** Questions **
1 > Write out the passage of the article on the Western Tragopan breeding program that opens with the words containing "Himachal State Bird" and closes with "were being treated.".
2 > List every person named in the article on the Western Tragopan breeding program.
3 > Render this sentence from the article on the Western Tragopan breeding program in French: "The duo in a written report had pointed out the deficiencies in the breeding program to the Himachal government."

** Text under study **
#####

Himachal State Bird – Western Tragopan Faces Uncertain Future
Facing Extinction:Western Tragopan breeding program headed for disaster
Shimla: After spending crores of rupees on conservation breeding of Western Tragopan, a highly endangered Western Himalayan pheasant facing extinction, the program is but an apparent failure that the wild life officials and an overseas consultant refuse to acknowledge.
Reliable sources revealed that in March-April, 2010 nearly all of the 23 Western Tragopan’s in captivity at the specially made Saharan breeding center in Shimla district had bacterial infection and were being treated.
Eventually three adult females’ birds died, leaving behind a population of 11 males and 9 females.
The surviving birds laid 17 fertilized eggs of which only one hatched and that too the chick died within a week. Post-mortem findings of the dead birds including the chick has revealed bacterial (e-coli) infection.
Since 1992, when the Saharan aviary was set up for captive breeding of the Western Tragopan so as to augment the depleting population in the wild, this centre has bred only 20 birds and thus far has not been able to release any bird into the wild.
In 2009, two chicks had managed to survived out of 23 fertilized eggs that were laid.
Differing with the wildlife department run program under the supervision of John Corder, a British expert, Kaushlendra Singh, a Lucknow based wild life activist says, “As far as I can make out, the project is heading for total disaster.”
Singh who has been a member of Uttrakhand Wild Life Board and is currently involved in saving the Dudhwa Tigers along with Francy Hermans, a Belgian breeder of pheasants including Tragopans, on the invitation of Himachal wild life officials had visited Saharan in 2006.
The duo in a written report had pointed out the deficiencies in the breeding program to the Himachal government.
Observations then made by Kaushlendra were, “ I was shocked to see the upkeep and management of the world’s rarest pheasant. With all of them having eco parasites, nutrition being given was as good as being given to village hens, incubator courtesy World Pheasant Association (WPA), United Kingdom was non-functional, no brooders and people entrusted with the job and trained in United Kingdom had no knowledge, as a result year after year there has been no breeding success.”

#####

[Image-grounded pointing data]
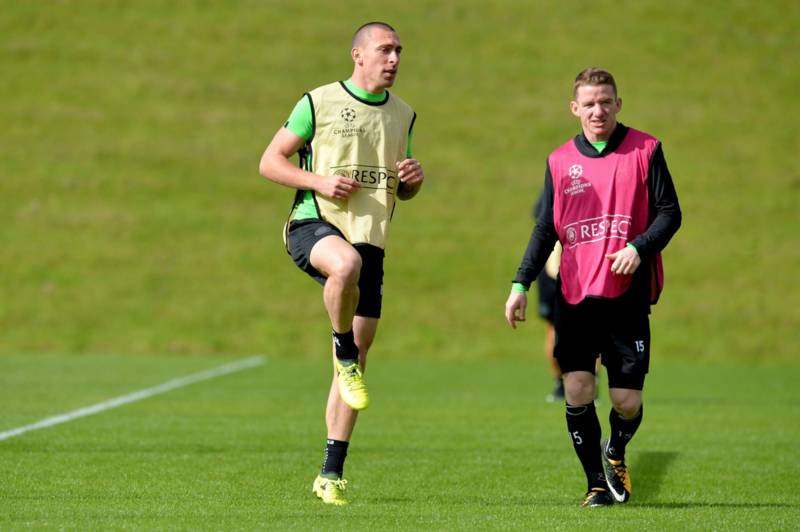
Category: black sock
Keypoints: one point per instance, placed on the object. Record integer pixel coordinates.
(584, 430)
(335, 453)
(345, 345)
(622, 430)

#####

** Answers in order **
1 >
Himachal State Bird – Western Tragopan Faces Uncertain Future
Facing Extinction:Western Tragopan breeding program headed for disaster
Shimla: After spending crores of rupees on conservation breeding of Western Tragopan, a highly endangered Western Himalayan pheasant facing extinction, the program is but an apparent failure that the wild life officials and an overseas consultant refuse to acknowledge.
Reliable sources revealed that in March-April, 2010 nearly all of the 23 Western Tragopan’s in captivity at the specially made Saharan breeding center in Shimla district had bacterial infection and were being treated.

2 >
John Corder
Kaushlendra Singh
Francy Hermans

3 > Dans un rapport écrit, le duo avait signalé au gouvernement de l'Himachal les lacunes du programme d'élevage.